TASK STATEMENT>
Transcribe word for word the lines spanning the line with "Return an outline for every instance of the palm" through the end of the records.

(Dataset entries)

········

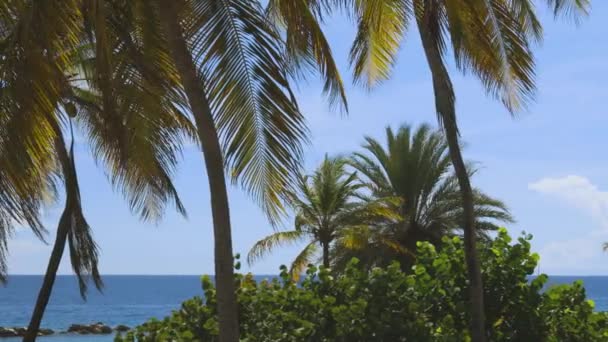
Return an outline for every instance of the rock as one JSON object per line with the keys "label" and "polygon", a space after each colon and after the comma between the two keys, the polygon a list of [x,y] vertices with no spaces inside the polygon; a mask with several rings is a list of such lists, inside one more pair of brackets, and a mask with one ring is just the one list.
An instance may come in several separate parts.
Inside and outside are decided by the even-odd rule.
{"label": "rock", "polygon": [[72,324],[68,328],[69,333],[87,335],[87,334],[111,334],[112,327],[103,324],[102,322],[97,322],[95,324],[86,325],[86,324]]}
{"label": "rock", "polygon": [[38,336],[53,335],[55,332],[51,329],[40,329],[38,330]]}
{"label": "rock", "polygon": [[91,326],[91,333],[93,334],[111,334],[112,327],[103,323],[97,323]]}
{"label": "rock", "polygon": [[68,332],[69,333],[78,333],[78,334],[82,334],[83,331],[88,330],[88,326],[83,325],[83,324],[72,324],[70,325],[70,327],[68,328]]}
{"label": "rock", "polygon": [[126,325],[119,324],[119,325],[116,326],[116,328],[114,328],[114,330],[116,330],[118,332],[125,332],[125,331],[131,330],[131,328],[129,328]]}
{"label": "rock", "polygon": [[17,337],[19,334],[12,328],[0,327],[0,337]]}
{"label": "rock", "polygon": [[[5,328],[0,327],[0,337],[22,337],[25,336],[27,332],[27,328],[23,327],[13,327],[13,328]],[[48,336],[52,335],[55,332],[51,329],[40,329],[38,330],[38,336]]]}

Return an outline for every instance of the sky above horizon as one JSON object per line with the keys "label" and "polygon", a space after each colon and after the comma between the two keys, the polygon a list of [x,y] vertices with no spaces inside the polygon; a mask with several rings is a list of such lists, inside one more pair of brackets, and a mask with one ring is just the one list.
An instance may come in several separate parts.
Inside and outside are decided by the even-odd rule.
{"label": "sky above horizon", "polygon": [[[478,80],[452,65],[464,156],[480,171],[475,186],[506,202],[517,222],[511,235],[532,233],[540,271],[554,275],[608,275],[608,3],[594,1],[591,16],[576,26],[542,13],[545,40],[536,48],[536,101],[511,117],[488,98]],[[348,84],[347,56],[353,28],[336,18],[325,28]],[[386,126],[430,123],[437,126],[430,73],[416,31],[410,31],[391,80],[371,92],[348,87],[348,116],[331,111],[314,78],[297,87],[308,119],[311,144],[305,149],[308,171],[328,153],[350,153],[364,136],[384,141]],[[101,248],[102,274],[212,274],[213,238],[207,178],[202,156],[186,147],[176,185],[188,219],[169,209],[159,224],[131,215],[103,171],[78,144],[77,169],[85,215]],[[261,210],[239,188],[230,188],[234,251],[246,255],[273,232]],[[44,222],[54,240],[62,203],[48,208]],[[289,228],[289,227],[286,227]],[[275,274],[289,264],[301,245],[278,248],[243,271]],[[51,246],[20,229],[9,242],[9,273],[43,274]],[[66,251],[67,252],[67,251]],[[66,253],[61,274],[71,274]]]}

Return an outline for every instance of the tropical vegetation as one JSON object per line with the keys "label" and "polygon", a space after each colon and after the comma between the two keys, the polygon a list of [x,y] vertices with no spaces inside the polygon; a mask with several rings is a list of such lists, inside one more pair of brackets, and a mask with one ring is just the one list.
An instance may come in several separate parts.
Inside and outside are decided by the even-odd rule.
{"label": "tropical vegetation", "polygon": [[[142,132],[128,129],[125,124],[132,112],[168,109],[193,121],[211,193],[222,340],[237,341],[233,252],[224,172],[229,170],[231,177],[251,192],[272,220],[279,219],[283,211],[281,193],[296,175],[300,146],[307,133],[289,88],[287,71],[296,73],[303,61],[309,67],[319,58],[314,57],[310,44],[306,43],[290,46],[289,50],[298,58],[285,58],[280,35],[256,1],[70,0],[54,3],[18,0],[3,3],[0,6],[3,120],[5,115],[19,115],[19,120],[29,119],[35,123],[30,123],[32,127],[13,130],[13,137],[21,141],[11,144],[11,152],[6,153],[17,154],[11,158],[18,161],[34,159],[28,161],[28,165],[17,163],[20,167],[33,166],[36,170],[40,165],[50,165],[50,162],[34,163],[37,158],[49,158],[53,152],[48,147],[53,130],[41,119],[61,107],[66,75],[74,67],[73,59],[66,56],[83,45],[90,45],[90,52],[76,56],[90,60],[93,67],[83,73],[81,81],[94,90],[99,100],[97,109],[103,114],[102,118],[87,116],[83,120],[100,120],[98,123],[104,125],[105,133],[115,135],[112,145],[107,146],[114,149],[112,152],[129,149],[129,139]],[[324,58],[330,63],[327,55]],[[324,75],[331,84],[327,92],[332,96],[343,95],[341,81],[331,79],[327,73]],[[11,93],[4,89],[10,89]],[[156,121],[155,124],[165,123]],[[27,136],[26,129],[31,130],[32,136]],[[7,139],[3,138],[3,142]],[[40,139],[47,141],[40,142]],[[153,145],[158,141],[147,143]],[[95,152],[107,153],[93,146]],[[172,154],[174,146],[159,144],[146,148],[167,149],[161,153]],[[114,158],[113,155],[104,157]],[[131,154],[122,153],[120,158],[111,169],[111,174],[118,173],[116,184],[136,193],[137,197],[130,202],[132,206],[146,206],[145,184],[129,183],[117,170],[130,169]],[[151,170],[174,162],[172,156],[162,155],[148,161]],[[39,171],[44,174],[45,170]],[[36,182],[46,185],[44,178],[17,179],[18,172],[6,172],[11,172],[9,180],[16,185],[30,182],[27,189]],[[145,172],[144,175],[153,176]],[[169,180],[168,175],[160,175],[157,183]],[[165,191],[163,184],[153,186],[152,194]],[[18,192],[4,194],[10,189],[3,190],[7,205],[2,210],[7,211],[6,217],[30,223],[40,235],[43,227],[35,218],[35,209],[40,204],[28,201],[42,200],[45,194],[38,194],[42,191],[38,190],[30,195],[26,186],[17,188]],[[161,194],[161,199],[171,195]],[[155,214],[154,209],[144,209],[143,216]],[[4,223],[2,228],[9,224],[12,225]],[[8,236],[8,230],[3,229],[3,237]],[[5,241],[1,250],[4,257]],[[52,273],[52,269],[49,271]]]}
{"label": "tropical vegetation", "polygon": [[[295,212],[294,229],[263,238],[251,248],[253,263],[272,249],[308,238],[290,267],[294,279],[319,255],[322,264],[343,270],[353,258],[371,269],[399,261],[408,271],[416,244],[438,244],[462,229],[458,183],[443,134],[422,125],[386,129],[386,148],[367,137],[350,157],[326,157],[310,176],[301,176],[298,191],[286,198]],[[348,168],[347,168],[348,166]],[[512,222],[499,200],[475,189],[480,236]]]}
{"label": "tropical vegetation", "polygon": [[357,201],[360,188],[362,184],[357,175],[346,171],[345,159],[326,156],[313,175],[299,178],[297,192],[287,195],[287,203],[295,211],[294,229],[276,232],[256,242],[247,257],[249,263],[281,244],[308,238],[310,242],[289,270],[291,276],[298,279],[318,255],[319,247],[323,266],[330,267],[330,248],[343,231],[364,228],[380,218],[398,219],[389,206],[389,197]]}
{"label": "tropical vegetation", "polygon": [[[479,78],[486,92],[510,113],[533,99],[536,90],[534,44],[543,38],[536,4],[531,0],[312,1],[315,9],[344,9],[357,33],[350,50],[356,81],[372,88],[390,78],[397,53],[412,26],[420,36],[431,72],[435,110],[448,142],[461,191],[467,272],[472,286],[473,341],[483,342],[485,318],[480,259],[477,255],[474,192],[462,157],[456,115],[456,93],[446,59],[453,57],[463,73]],[[547,0],[554,15],[580,18],[589,0]],[[450,51],[451,50],[451,51]]]}
{"label": "tropical vegetation", "polygon": [[[383,145],[366,137],[364,152],[354,153],[349,164],[365,189],[364,200],[396,198],[389,209],[398,219],[380,218],[347,231],[333,250],[334,269],[344,268],[356,257],[368,268],[397,260],[409,270],[418,242],[438,245],[444,236],[462,231],[464,212],[444,135],[428,125],[403,125],[396,132],[387,127],[385,139]],[[469,173],[473,171],[469,167]],[[499,223],[513,222],[504,203],[479,189],[473,194],[479,237],[487,238]]]}
{"label": "tropical vegetation", "polygon": [[[24,36],[27,34],[24,33]],[[119,108],[128,120],[117,123],[115,118],[101,109],[102,99],[95,83],[83,82],[83,77],[95,70],[92,60],[85,58],[90,49],[87,45],[65,51],[66,55],[56,57],[66,63],[66,69],[63,73],[59,73],[60,70],[54,71],[58,73],[54,75],[54,81],[61,88],[58,89],[56,97],[46,99],[54,102],[32,102],[31,94],[24,90],[28,87],[27,79],[22,79],[19,74],[12,74],[11,68],[40,68],[42,66],[36,63],[41,61],[35,60],[39,56],[28,57],[19,54],[17,40],[10,40],[9,37],[10,35],[7,36],[7,44],[2,50],[6,63],[1,69],[4,83],[0,108],[4,125],[0,128],[0,150],[6,158],[6,163],[3,162],[0,168],[3,173],[12,176],[8,179],[15,187],[9,186],[3,191],[31,191],[31,195],[21,193],[15,196],[31,196],[30,200],[37,202],[30,202],[36,210],[24,211],[22,208],[27,207],[15,206],[6,208],[13,217],[29,215],[28,221],[38,223],[39,209],[56,197],[55,193],[60,184],[64,189],[61,197],[65,201],[47,272],[28,326],[26,340],[32,341],[40,328],[66,244],[81,295],[86,295],[89,276],[97,288],[102,287],[98,271],[98,248],[80,199],[73,124],[81,128],[80,132],[89,142],[94,158],[98,164],[106,167],[110,181],[124,193],[131,209],[143,219],[158,219],[168,202],[175,203],[176,208],[185,213],[171,182],[171,175],[189,121],[166,104],[151,106],[146,102],[149,101],[150,94],[128,86],[114,97],[117,105],[127,105]],[[44,37],[32,36],[23,39],[38,41],[40,38]],[[140,106],[130,106],[133,103],[131,101],[141,101]],[[136,134],[133,134],[134,132]],[[70,136],[69,147],[66,135]],[[129,143],[125,142],[127,136]],[[29,182],[29,179],[36,181],[19,187],[20,182]],[[43,186],[40,186],[40,189],[31,189],[32,185]],[[28,221],[15,222],[23,224]],[[30,226],[38,229],[36,225]]]}
{"label": "tropical vegetation", "polygon": [[[580,282],[545,289],[534,276],[530,235],[517,241],[505,229],[480,243],[488,285],[484,332],[491,341],[605,341],[608,314],[594,311]],[[235,278],[244,341],[470,341],[469,282],[461,238],[440,248],[418,243],[412,272],[397,262],[363,269],[353,259],[343,273],[309,266],[300,283],[287,267],[280,278]],[[238,264],[237,264],[238,266]],[[216,289],[202,278],[204,295],[185,301],[163,320],[152,319],[117,341],[216,341]]]}
{"label": "tropical vegetation", "polygon": [[[74,129],[143,220],[160,219],[169,203],[185,215],[172,182],[184,140],[195,141],[205,162],[217,287],[205,280],[205,299],[186,302],[127,340],[608,336],[606,316],[593,312],[579,284],[543,292],[546,277],[528,281],[538,259],[529,237],[514,245],[504,231],[492,238],[489,232],[513,218],[471,184],[474,169],[462,156],[448,58],[476,75],[510,113],[525,108],[536,90],[533,48],[543,37],[533,1],[264,3],[0,5],[0,282],[15,227],[28,226],[45,240],[41,210],[65,202],[26,341],[36,338],[66,245],[81,295],[89,277],[102,286],[80,198]],[[546,3],[555,16],[575,20],[590,6],[589,0]],[[370,89],[390,78],[404,37],[416,26],[443,134],[427,126],[387,129],[386,146],[366,138],[364,152],[326,158],[304,176],[308,128],[292,83],[314,69],[330,104],[348,111],[322,29],[334,12],[356,24],[350,63],[355,82]],[[253,262],[307,239],[281,280],[258,284],[234,274],[227,176],[273,227],[294,213],[291,230],[259,241],[248,257]],[[301,286],[289,280],[314,262],[318,249],[323,267],[309,266]],[[383,314],[387,308],[392,311]]]}

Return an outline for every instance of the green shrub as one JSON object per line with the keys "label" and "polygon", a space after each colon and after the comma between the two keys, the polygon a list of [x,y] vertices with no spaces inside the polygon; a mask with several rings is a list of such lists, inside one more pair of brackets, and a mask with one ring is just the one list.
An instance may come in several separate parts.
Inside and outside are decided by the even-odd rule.
{"label": "green shrub", "polygon": [[[506,230],[480,247],[490,341],[606,341],[608,316],[595,312],[580,283],[543,292],[547,276],[530,281],[538,255],[530,235],[512,243]],[[244,341],[468,341],[469,312],[462,241],[440,249],[418,244],[411,273],[397,263],[365,272],[354,259],[343,274],[310,266],[300,284],[256,282],[237,275]],[[117,341],[215,341],[215,288],[203,277],[203,298],[182,304]]]}

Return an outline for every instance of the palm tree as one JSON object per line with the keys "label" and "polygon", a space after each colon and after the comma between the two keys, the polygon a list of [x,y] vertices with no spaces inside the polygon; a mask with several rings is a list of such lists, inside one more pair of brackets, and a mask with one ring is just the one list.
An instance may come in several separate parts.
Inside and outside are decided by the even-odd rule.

········

ANSWER TO THIS PROBLEM>
Return an outline for every instance of the palm tree as one JSON object per line with the keys "label" and "polygon", a space after each colon and after the comma between the two keys, the polygon a list of [x,y] vertices with no spaces inside the polygon; a mask with several rings is a list of such lists, inside one more pair of brackets, and a mask with one ring is just the one list.
An instance may come in several separate parts.
Inside and outside are decided by the even-odd rule.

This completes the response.